_EXERCISE:_ Can you retype every record below exactly as written?

*** EXCERPTED DATA

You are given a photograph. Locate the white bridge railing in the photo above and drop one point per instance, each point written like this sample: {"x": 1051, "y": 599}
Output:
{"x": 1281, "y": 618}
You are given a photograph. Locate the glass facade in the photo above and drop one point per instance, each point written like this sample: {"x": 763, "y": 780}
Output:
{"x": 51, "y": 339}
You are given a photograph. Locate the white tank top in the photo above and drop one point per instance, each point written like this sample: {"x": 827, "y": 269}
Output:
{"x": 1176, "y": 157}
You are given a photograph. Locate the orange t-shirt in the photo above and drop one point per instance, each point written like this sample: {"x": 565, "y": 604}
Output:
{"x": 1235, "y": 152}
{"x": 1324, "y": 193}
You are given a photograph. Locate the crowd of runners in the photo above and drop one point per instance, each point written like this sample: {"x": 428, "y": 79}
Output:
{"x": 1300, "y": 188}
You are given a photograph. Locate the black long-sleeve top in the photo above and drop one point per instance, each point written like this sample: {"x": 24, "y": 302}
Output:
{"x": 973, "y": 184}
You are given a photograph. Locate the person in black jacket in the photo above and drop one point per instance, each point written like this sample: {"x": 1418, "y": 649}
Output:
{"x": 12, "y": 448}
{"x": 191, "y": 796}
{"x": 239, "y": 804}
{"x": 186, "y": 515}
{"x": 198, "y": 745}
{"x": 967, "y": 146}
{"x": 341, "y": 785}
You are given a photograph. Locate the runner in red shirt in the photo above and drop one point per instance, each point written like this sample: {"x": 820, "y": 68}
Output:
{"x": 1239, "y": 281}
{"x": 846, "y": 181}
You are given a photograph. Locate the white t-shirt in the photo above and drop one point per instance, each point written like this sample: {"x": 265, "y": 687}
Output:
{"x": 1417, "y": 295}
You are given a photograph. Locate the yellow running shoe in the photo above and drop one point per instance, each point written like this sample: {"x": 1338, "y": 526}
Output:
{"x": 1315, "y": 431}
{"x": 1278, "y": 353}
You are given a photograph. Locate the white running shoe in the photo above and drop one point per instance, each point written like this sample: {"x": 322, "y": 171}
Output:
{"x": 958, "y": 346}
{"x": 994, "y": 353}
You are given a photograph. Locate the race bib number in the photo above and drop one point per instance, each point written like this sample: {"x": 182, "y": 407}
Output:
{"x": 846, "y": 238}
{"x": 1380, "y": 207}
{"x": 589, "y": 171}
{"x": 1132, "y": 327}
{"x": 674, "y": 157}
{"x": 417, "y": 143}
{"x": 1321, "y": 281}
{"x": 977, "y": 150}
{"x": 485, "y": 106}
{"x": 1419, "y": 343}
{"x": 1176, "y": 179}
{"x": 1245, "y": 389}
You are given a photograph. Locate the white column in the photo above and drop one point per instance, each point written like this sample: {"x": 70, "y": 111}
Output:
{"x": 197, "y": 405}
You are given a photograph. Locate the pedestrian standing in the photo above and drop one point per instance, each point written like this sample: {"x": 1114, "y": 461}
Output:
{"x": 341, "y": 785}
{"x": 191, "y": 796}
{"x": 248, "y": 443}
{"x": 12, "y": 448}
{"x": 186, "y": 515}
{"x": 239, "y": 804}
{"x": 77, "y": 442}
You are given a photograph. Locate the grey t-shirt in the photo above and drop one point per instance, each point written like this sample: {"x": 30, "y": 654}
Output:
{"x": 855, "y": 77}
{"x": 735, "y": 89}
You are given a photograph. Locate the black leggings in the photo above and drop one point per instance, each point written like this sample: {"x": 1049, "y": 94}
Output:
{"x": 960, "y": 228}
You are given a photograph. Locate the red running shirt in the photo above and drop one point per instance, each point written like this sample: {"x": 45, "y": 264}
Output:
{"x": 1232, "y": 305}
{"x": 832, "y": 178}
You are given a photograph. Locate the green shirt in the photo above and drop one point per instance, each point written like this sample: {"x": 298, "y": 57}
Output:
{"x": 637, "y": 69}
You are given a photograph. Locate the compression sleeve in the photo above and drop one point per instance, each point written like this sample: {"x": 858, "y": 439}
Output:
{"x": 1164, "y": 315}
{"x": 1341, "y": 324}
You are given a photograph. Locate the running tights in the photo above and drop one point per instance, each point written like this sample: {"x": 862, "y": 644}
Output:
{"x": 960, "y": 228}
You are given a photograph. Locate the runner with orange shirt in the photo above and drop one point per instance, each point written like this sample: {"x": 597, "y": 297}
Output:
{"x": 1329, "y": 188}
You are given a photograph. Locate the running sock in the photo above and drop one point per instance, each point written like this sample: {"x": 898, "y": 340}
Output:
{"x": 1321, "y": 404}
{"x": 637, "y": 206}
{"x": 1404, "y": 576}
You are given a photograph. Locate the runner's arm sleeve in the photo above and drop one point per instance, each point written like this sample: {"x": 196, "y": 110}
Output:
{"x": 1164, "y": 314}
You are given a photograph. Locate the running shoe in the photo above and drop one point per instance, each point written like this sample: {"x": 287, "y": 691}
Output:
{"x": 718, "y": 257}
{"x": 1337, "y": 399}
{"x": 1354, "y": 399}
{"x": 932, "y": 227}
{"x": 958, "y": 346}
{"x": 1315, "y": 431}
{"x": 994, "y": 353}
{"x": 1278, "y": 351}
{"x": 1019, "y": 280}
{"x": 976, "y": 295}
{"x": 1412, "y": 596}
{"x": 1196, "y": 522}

******

_COMPLETE OUTPUT:_
You are given a photograph. Locate the white bridge railing in the photo above and drop one point per instance, each point written like this sample: {"x": 1051, "y": 599}
Output:
{"x": 1281, "y": 618}
You are given a photograph. Locate the glass facade in the photo above and drop one point per instance, each point written like this sample: {"x": 763, "y": 780}
Output:
{"x": 51, "y": 339}
You are given a photograph. Locate the white tank top in the photo above and drop one point per instance, each point written like this sample: {"x": 827, "y": 269}
Output:
{"x": 1176, "y": 157}
You are given a photograph. Locate the orange t-shirt in the photo above and drop one point per instance, each point written like this sample: {"x": 565, "y": 604}
Output:
{"x": 1235, "y": 152}
{"x": 1324, "y": 193}
You are given a photograph. Locate the crowd of runners in the photo above and drop one point per instance, each point written like this sample: {"x": 428, "y": 79}
Output:
{"x": 1300, "y": 188}
You are given a photograph. Locate the black long-sleeve top in the photo above and drop one point per instance, each point written like this sample: {"x": 24, "y": 302}
Output:
{"x": 973, "y": 184}
You are given a photograph. Locate the person in black jacket in the photo above and drop one point per instance, each point written like this sample: {"x": 1418, "y": 649}
Output:
{"x": 12, "y": 448}
{"x": 191, "y": 796}
{"x": 239, "y": 804}
{"x": 186, "y": 515}
{"x": 198, "y": 745}
{"x": 967, "y": 146}
{"x": 341, "y": 785}
You are given a photograph. Locate the runner in red shirt in the photo above and drop one point per instance, each point written like this sample: {"x": 820, "y": 68}
Output:
{"x": 1239, "y": 281}
{"x": 846, "y": 181}
You are given a photograph. Locate the white t-shirt in the photo above and drop one point per instance, each point written like this sample: {"x": 265, "y": 687}
Output:
{"x": 1417, "y": 295}
You are given a photograph. Locate the yellow running shoe in the photo above and drop one point per instance, each point written like this sample: {"x": 1338, "y": 526}
Output:
{"x": 1315, "y": 431}
{"x": 1278, "y": 353}
You are given a photograph. Locate the white running shoe in the photo above and drop one point per instance, each point written like this sample: {"x": 322, "y": 171}
Output:
{"x": 958, "y": 346}
{"x": 994, "y": 353}
You are given a photograph. Locate the race bib number in the photo above and drop one point per instance, each point written like this sample: {"x": 182, "y": 407}
Output:
{"x": 846, "y": 238}
{"x": 1380, "y": 207}
{"x": 589, "y": 171}
{"x": 1132, "y": 327}
{"x": 674, "y": 157}
{"x": 417, "y": 143}
{"x": 1321, "y": 281}
{"x": 977, "y": 150}
{"x": 485, "y": 106}
{"x": 1419, "y": 343}
{"x": 1176, "y": 179}
{"x": 1245, "y": 389}
You are given a photograph. Locate the white column in the photo above and drop one point per instance, each point written like this sample: {"x": 70, "y": 111}
Output:
{"x": 197, "y": 405}
You are given a photograph. Locate the pedestrian standing in the photo above and drop one point per instance, each point written like this sample: {"x": 1114, "y": 461}
Output:
{"x": 341, "y": 785}
{"x": 191, "y": 796}
{"x": 248, "y": 443}
{"x": 12, "y": 448}
{"x": 186, "y": 515}
{"x": 239, "y": 804}
{"x": 77, "y": 442}
You are given a photograph. Locate the grey t-shirt in the photo above and drop one point per instance, each point written like this sample: {"x": 30, "y": 654}
Output:
{"x": 855, "y": 77}
{"x": 735, "y": 89}
You are given a photograph. Locate the black leggings in the photo above and drop one point per instance, each point written like this sample: {"x": 1049, "y": 94}
Output:
{"x": 960, "y": 228}
You are given a photograph. Locate the red running shirt in the photo above and drop one point per instance, each point written like this sample: {"x": 45, "y": 264}
Output:
{"x": 1232, "y": 305}
{"x": 832, "y": 178}
You are given a photograph. Locate the green shirt in the photo above and drop one point per instance, each point written like this sample: {"x": 298, "y": 57}
Output:
{"x": 637, "y": 69}
You are given a photograph. Locate the compression sleeve in the photo above and drop one point per instance, each point written like this sample: {"x": 858, "y": 439}
Output:
{"x": 1164, "y": 315}
{"x": 1341, "y": 324}
You are given a photograph. Locate the running tights in the photo above and drop one point per instance, each point written like this sample: {"x": 862, "y": 644}
Output:
{"x": 960, "y": 228}
You are given a photograph. Locate the runner with orange shirt in the photo above and drop one point per instance, each point written like this sample: {"x": 597, "y": 297}
Output:
{"x": 1329, "y": 188}
You are given a photograph. Locate the running sock in the photo above and drop one point per instance, each point written like this sample: {"x": 898, "y": 340}
Output:
{"x": 1321, "y": 404}
{"x": 637, "y": 206}
{"x": 1404, "y": 576}
You are given a photograph. Locate the runner's arm sleeve in the photo above and drop one point per instance, each point written like this sample: {"x": 196, "y": 110}
Output:
{"x": 1164, "y": 314}
You are given a photograph. Locate the running shoe in the photo above and drop one point per instance, each point written like this sample: {"x": 287, "y": 691}
Output:
{"x": 718, "y": 257}
{"x": 1337, "y": 399}
{"x": 1354, "y": 399}
{"x": 932, "y": 227}
{"x": 958, "y": 346}
{"x": 1315, "y": 431}
{"x": 994, "y": 353}
{"x": 1278, "y": 351}
{"x": 1019, "y": 280}
{"x": 976, "y": 295}
{"x": 1412, "y": 596}
{"x": 1196, "y": 522}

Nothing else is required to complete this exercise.